> [Exercise description] Nothing but the line holding "Review step: verify that every instance of the green" and the lines after it, through the end of the records, should be set down, each exactly as it is.

> [Data supplied]
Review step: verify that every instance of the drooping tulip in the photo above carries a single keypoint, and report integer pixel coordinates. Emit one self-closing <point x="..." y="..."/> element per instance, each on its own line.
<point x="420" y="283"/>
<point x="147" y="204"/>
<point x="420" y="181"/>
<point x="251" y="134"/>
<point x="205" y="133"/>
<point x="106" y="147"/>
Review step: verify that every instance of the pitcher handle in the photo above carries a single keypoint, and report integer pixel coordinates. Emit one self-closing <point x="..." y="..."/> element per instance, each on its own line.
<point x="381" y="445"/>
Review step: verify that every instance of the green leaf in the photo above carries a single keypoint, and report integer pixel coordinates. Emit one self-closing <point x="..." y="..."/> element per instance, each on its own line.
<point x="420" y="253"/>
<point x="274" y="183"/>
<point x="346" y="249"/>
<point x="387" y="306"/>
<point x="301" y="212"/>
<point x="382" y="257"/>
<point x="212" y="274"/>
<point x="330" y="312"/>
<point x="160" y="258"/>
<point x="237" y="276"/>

> [Output]
Review step: verify that every instance of the green leaf in the photo above carries a single keypoint, and report integer pixel coordinates. Emit one self-closing <point x="..." y="..."/> element per instance, each on its own line.
<point x="420" y="253"/>
<point x="274" y="183"/>
<point x="346" y="249"/>
<point x="387" y="306"/>
<point x="301" y="212"/>
<point x="382" y="257"/>
<point x="212" y="274"/>
<point x="330" y="312"/>
<point x="160" y="258"/>
<point x="237" y="276"/>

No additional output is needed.